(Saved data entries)
-.-.-
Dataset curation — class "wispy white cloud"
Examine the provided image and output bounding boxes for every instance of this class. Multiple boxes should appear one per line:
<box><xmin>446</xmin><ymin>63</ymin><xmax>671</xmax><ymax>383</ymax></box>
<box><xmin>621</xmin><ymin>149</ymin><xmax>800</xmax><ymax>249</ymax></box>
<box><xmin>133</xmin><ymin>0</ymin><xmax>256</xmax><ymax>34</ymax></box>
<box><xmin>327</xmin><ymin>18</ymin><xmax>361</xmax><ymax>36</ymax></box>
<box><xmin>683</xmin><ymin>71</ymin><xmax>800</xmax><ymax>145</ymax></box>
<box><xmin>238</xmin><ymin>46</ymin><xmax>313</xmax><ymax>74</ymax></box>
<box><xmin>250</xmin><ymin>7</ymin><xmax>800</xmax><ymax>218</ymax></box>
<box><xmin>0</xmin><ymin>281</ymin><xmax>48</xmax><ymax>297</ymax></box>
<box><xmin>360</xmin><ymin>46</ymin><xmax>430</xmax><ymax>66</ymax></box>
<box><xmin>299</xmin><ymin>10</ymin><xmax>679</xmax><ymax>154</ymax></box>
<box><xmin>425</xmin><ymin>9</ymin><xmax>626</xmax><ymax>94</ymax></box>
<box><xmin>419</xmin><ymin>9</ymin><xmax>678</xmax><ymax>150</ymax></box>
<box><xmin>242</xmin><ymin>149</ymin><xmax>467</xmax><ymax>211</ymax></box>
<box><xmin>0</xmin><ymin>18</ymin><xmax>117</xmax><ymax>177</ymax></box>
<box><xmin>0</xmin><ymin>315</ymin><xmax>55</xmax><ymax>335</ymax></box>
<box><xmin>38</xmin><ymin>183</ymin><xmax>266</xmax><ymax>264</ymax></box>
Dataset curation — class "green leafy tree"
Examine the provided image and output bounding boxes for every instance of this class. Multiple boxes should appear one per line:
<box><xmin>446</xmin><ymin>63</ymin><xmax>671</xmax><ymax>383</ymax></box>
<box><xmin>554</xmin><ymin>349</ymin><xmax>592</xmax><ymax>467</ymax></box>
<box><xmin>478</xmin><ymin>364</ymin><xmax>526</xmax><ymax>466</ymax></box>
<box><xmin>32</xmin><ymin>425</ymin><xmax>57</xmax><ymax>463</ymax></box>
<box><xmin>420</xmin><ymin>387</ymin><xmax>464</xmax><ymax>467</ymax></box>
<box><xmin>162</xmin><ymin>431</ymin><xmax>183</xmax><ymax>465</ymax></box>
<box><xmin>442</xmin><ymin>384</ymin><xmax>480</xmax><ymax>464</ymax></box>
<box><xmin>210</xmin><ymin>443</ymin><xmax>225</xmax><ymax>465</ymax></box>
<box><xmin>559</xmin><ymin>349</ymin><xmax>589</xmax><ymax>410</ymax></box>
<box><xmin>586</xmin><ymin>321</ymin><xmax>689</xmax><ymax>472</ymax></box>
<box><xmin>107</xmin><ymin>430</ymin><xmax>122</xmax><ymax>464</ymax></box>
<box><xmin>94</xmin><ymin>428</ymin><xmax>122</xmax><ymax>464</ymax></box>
-.-.-
TASK BRIEF:
What's wanted is a faithful copy of each entry above.

ANSWER FOR THE TASK:
Dataset curation — class "wispy white cloud"
Examine the provided image and output bounding boxes for every instance of this class. Multiple boxes should appear one per line:
<box><xmin>446</xmin><ymin>63</ymin><xmax>671</xmax><ymax>383</ymax></box>
<box><xmin>621</xmin><ymin>149</ymin><xmax>800</xmax><ymax>249</ymax></box>
<box><xmin>133</xmin><ymin>0</ymin><xmax>256</xmax><ymax>34</ymax></box>
<box><xmin>327</xmin><ymin>18</ymin><xmax>361</xmax><ymax>36</ymax></box>
<box><xmin>683</xmin><ymin>71</ymin><xmax>800</xmax><ymax>145</ymax></box>
<box><xmin>238</xmin><ymin>46</ymin><xmax>313</xmax><ymax>74</ymax></box>
<box><xmin>250</xmin><ymin>7</ymin><xmax>800</xmax><ymax>218</ymax></box>
<box><xmin>0</xmin><ymin>281</ymin><xmax>48</xmax><ymax>297</ymax></box>
<box><xmin>360</xmin><ymin>46</ymin><xmax>430</xmax><ymax>66</ymax></box>
<box><xmin>299</xmin><ymin>10</ymin><xmax>679</xmax><ymax>154</ymax></box>
<box><xmin>425</xmin><ymin>9</ymin><xmax>626</xmax><ymax>94</ymax></box>
<box><xmin>419</xmin><ymin>9</ymin><xmax>678</xmax><ymax>150</ymax></box>
<box><xmin>242</xmin><ymin>149</ymin><xmax>467</xmax><ymax>211</ymax></box>
<box><xmin>0</xmin><ymin>18</ymin><xmax>117</xmax><ymax>177</ymax></box>
<box><xmin>0</xmin><ymin>315</ymin><xmax>55</xmax><ymax>335</ymax></box>
<box><xmin>38</xmin><ymin>183</ymin><xmax>266</xmax><ymax>264</ymax></box>
Dataset curation — class "green leafy tree"
Examine the provided image and output bounding boxes for every instance of this class. Multiple boxes should appear one per line:
<box><xmin>446</xmin><ymin>63</ymin><xmax>671</xmax><ymax>383</ymax></box>
<box><xmin>554</xmin><ymin>349</ymin><xmax>592</xmax><ymax>467</ymax></box>
<box><xmin>478</xmin><ymin>364</ymin><xmax>526</xmax><ymax>466</ymax></box>
<box><xmin>32</xmin><ymin>425</ymin><xmax>57</xmax><ymax>463</ymax></box>
<box><xmin>420</xmin><ymin>387</ymin><xmax>464</xmax><ymax>467</ymax></box>
<box><xmin>162</xmin><ymin>431</ymin><xmax>183</xmax><ymax>465</ymax></box>
<box><xmin>442</xmin><ymin>384</ymin><xmax>480</xmax><ymax>464</ymax></box>
<box><xmin>210</xmin><ymin>443</ymin><xmax>225</xmax><ymax>465</ymax></box>
<box><xmin>559</xmin><ymin>349</ymin><xmax>589</xmax><ymax>410</ymax></box>
<box><xmin>586</xmin><ymin>321</ymin><xmax>689</xmax><ymax>472</ymax></box>
<box><xmin>107</xmin><ymin>430</ymin><xmax>122</xmax><ymax>464</ymax></box>
<box><xmin>94</xmin><ymin>428</ymin><xmax>122</xmax><ymax>464</ymax></box>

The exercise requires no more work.